---------- EXCERPTED TEXT ----------

As an aside, the thinking behind dredging also represent examples of abductive reasoning. If the underlying pattern is of sufficient concern but cannot be statistically substantiated, experimenting with minor clinical process changes, additions, or deletions within the bounds of ethics codes can still be warranted. Examine the results, re-hypothesize and reformulate as indicated, examine the results, re-hypothesize, etc., until consistent, positive results are occurring.
As the lowest form of statistical truth searching, lower than data mining which at least has a theoretical target to seek, the name ‘dredging’ does give off a connotation of being impure. But, data mining and dredging can still be a part of the search for truth.
These two posts can be seen as a small educational opportunity. If the reader is so inclined, spend a few minutes perusing through the presented charts. They begin with a series of five with the primary variable being Age Distribution, then four by the Number of Sessions variable that begins Post 19, then three via the Length of Treatment, and so on through the post. Pick out what appear to be patterns that do not seem to fit with the overall distribution of the particular chart. I am going to be presenting and discussing my own observations at the end of each primary variable series.
One socio-political factor to consider has to do with how mental health services will be allocated in the future. The main point of dredging herein is to enhance treatment through understanding case characteristics and management, process effectiveness, and developing strategies and tactics pinpointing certain clinical groups. In the broader picture, though, rising national mental health needs combined with increasing proportions of the population unable to afford mental health treatment may lead to broad managed care approaches that limit the numbers of services available per person per problem per period of time (commonly a year). Some of the data herein does tangentially illuminate problems inherent in capping mental health care.

---------- SUPPLIED INFORMATION ----------

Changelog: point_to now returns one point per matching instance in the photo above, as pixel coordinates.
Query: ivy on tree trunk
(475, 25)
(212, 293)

----------

For each statement, decide whether it agrees with the excerpt on data dredging above. Answer yes or no, and quote the words of the excerpt that settle it.
(a) Data mining is a lower form of statistical truth searching than dredging.
(b) Four charts use Number of Sessions as the primary variable.
(c) Rising needs and unaffordable care will certainly lead to managed care approaches that cap services.

◆ **ANSWER BOX**
(a) No: "As the lowest form of statistical truth searching, lower than data mining which at least has a theoretical target to seek"
(b) Yes: "then four by the Number of Sessions variable that begins Post 19"
(c) No: "may lead to broad managed care approaches that limit the numbers of services available per person per problem per period of time"